## Written exercise 1
Return every line of the records below that contains the word "tree". Matching is case-sensitive.

- Born: Jeremías Tobar Llevul 4 March 2006 (age 19) Santiago, Chile
- Genres: Reguetón; Latin trap y RKT; ;
- Occupation: Singer; Composer; ;
- Instrument: Voice
- Years active: 2020–present
- Labels: Lotus Records
- Website: www.jereklein.cl

= Jere Klein =

Jeremías Tobar Llevul (born 4 March 2006), known artistically as Jere Klein, is a Chilean singer and composer of reguetón, RKT and latin trap music. He debuted in 2020 with the single titled "Me la busqué", along with Bayriton, Dylan el Menor and Ortega de la M.

== Career ==
Jere Klein was born in Santiago de Chile in the Santa Anita village of the Lo Prado commune and from a young age expressed his interest in music and the urban genre. From the age of 14, he released only remixes of mambos and made appearances in music videos of the genre. In 2020 he collaborated with Bayriton, Dylan el Menor and Ortega de la M. on the single "Me la busqué". That same year, together with his friend Jairo Vera and the musicians Bayriton and Lushito FlowMii, he worked on the song "Puesto para la Acción".

After a dozen collaborations with various artists from the Chilean urban scene such as Drakomafia, Basty Corvalán and Yeinomercy, among others, in 2022 he achieved greater recognition with his song "Estoy volando alto", and became known through TikTok on which his song "Mándame tu ubi" was a trend, attracting attention for his voice and young age.

## Data rows

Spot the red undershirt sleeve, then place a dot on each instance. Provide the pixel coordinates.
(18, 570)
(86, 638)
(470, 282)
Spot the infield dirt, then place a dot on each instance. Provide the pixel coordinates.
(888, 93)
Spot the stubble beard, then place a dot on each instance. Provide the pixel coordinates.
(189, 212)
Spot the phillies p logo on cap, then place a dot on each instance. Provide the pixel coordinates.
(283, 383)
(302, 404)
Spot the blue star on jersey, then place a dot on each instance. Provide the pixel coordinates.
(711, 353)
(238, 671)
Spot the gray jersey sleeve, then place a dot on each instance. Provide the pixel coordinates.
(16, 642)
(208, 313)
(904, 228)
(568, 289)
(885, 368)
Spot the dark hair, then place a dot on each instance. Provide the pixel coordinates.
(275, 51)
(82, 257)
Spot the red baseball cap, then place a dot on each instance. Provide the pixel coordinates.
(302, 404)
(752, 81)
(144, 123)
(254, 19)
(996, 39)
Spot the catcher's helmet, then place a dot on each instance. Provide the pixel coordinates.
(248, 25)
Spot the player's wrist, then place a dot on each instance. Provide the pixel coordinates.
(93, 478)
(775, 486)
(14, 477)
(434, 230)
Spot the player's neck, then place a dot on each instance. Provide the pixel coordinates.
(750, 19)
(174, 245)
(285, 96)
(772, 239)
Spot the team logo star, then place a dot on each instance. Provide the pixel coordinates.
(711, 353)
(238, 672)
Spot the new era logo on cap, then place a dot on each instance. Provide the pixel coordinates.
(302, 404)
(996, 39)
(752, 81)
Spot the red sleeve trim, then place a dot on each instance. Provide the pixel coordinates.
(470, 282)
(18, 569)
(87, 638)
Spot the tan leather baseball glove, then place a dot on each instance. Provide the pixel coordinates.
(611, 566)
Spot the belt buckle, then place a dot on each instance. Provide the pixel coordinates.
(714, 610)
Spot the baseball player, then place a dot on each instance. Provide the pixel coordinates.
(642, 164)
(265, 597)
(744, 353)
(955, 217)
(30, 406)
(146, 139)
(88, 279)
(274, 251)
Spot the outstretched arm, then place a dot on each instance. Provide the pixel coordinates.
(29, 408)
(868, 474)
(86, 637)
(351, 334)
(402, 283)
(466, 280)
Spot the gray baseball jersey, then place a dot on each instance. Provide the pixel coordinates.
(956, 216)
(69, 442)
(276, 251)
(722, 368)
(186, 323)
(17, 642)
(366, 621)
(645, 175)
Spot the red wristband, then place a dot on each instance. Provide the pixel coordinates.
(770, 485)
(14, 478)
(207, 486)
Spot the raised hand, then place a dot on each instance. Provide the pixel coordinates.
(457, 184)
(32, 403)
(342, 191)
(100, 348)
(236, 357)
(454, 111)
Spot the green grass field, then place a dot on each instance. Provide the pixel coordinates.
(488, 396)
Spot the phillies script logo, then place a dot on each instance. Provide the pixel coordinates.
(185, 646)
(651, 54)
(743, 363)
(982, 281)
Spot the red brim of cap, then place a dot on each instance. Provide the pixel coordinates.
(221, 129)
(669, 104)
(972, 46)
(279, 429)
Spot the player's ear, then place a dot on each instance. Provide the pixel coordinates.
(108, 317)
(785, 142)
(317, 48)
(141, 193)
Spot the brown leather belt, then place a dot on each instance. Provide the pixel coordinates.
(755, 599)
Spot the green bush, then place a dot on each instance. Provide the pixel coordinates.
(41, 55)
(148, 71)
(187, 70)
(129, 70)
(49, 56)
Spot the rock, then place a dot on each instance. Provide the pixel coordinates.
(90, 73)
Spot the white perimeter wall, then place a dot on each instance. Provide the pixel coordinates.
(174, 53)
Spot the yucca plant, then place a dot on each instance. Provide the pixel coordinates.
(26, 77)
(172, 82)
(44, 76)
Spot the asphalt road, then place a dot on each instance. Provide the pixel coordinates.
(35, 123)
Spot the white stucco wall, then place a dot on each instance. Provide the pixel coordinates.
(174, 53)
---
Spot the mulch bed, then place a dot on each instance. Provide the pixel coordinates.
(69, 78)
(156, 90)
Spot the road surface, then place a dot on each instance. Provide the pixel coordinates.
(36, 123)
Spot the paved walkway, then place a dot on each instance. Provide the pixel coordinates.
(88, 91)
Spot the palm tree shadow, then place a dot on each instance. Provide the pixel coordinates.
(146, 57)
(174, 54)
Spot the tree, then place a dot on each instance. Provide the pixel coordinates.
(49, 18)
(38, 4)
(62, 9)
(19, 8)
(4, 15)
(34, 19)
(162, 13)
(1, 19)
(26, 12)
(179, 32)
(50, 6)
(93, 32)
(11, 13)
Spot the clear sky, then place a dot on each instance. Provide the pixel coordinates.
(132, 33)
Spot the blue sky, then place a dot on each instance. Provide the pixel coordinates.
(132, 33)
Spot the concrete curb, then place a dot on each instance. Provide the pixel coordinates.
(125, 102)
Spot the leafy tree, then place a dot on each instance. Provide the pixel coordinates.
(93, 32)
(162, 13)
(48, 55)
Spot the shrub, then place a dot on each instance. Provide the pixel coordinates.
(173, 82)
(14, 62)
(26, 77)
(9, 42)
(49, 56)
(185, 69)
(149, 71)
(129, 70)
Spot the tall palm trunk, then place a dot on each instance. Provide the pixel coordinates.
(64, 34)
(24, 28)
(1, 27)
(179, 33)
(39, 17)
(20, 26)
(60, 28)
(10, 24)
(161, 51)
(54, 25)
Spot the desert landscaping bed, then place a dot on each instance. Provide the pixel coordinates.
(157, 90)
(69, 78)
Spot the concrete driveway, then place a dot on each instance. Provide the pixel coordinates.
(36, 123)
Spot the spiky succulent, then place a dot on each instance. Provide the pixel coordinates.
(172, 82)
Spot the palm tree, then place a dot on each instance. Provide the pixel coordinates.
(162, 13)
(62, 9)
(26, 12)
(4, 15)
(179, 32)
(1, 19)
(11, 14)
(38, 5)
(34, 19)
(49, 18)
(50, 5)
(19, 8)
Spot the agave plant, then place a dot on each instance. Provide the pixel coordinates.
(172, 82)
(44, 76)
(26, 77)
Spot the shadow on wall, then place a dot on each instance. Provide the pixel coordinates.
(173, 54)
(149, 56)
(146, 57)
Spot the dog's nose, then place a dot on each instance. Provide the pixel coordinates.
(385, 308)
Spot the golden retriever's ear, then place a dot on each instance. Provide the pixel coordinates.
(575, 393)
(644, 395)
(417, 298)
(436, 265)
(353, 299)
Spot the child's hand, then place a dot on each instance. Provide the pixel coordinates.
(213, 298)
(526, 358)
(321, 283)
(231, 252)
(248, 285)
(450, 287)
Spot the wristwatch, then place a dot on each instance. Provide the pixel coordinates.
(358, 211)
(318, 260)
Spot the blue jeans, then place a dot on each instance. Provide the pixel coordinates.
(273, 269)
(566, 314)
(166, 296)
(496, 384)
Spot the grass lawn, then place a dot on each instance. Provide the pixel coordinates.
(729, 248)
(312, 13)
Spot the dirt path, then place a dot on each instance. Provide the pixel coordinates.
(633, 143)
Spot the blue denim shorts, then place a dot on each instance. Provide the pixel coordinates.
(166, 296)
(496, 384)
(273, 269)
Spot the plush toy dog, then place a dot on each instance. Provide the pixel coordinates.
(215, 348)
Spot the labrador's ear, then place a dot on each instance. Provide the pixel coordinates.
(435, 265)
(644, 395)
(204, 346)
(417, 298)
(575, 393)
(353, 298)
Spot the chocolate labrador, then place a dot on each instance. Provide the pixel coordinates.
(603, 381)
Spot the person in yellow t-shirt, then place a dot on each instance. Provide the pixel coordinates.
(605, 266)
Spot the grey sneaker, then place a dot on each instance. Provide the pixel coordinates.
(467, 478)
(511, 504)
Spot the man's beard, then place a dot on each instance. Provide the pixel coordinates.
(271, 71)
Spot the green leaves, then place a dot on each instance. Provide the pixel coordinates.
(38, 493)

## Written exercise 2
Continue the Jere Klein biography above from its final sentence.

## Written response 1
Spot the palm tree shadow, then place a dot on each instance. Provide the pixel coordinates.
Spot the tree, then place a dot on each instance. Provide the pixel coordinates.
Spot the leafy tree, then place a dot on each instance. Provide the pixel coordinates.
Spot the palm tree, then place a dot on each instance. Provide the pixel coordinates.

## Written response 2
In 2023, his EP 6.5 released with collaborations from various artists such as King Savagge. Jere Klein reached number one on the Spotify charts through 6.5 thanks to the song "Dos hielos". In May of the same year he released the single "Una en un millón" and, later in June, he published the single "Mi bruja" with Drakomafia. On August 10, 2023 he performed alongside Argentine singer Nicki Nicole on the song "X ESO BB", while on December 1 of the same year he released his first album titled Énfasis, where he released his song "Ando", passing 300 million views on YouTube. Énfasis featured collaborations such as Nickoog Clk, Cris MJ, El Bai, and Lucky Brown. Jere Klein performed a live presentation of Énfasis at the Teatro Caupolicán in Santiago, and the album received more than three million views in a single day, becoming the best historical debut by a Chilean on the Spotify platform.

He made an appearance on the Billboard Global 200 list with the song "Ando" in January 2024, which also appeared on the Billboard Global Excl. U.S. list along with "Princesita De..." in February.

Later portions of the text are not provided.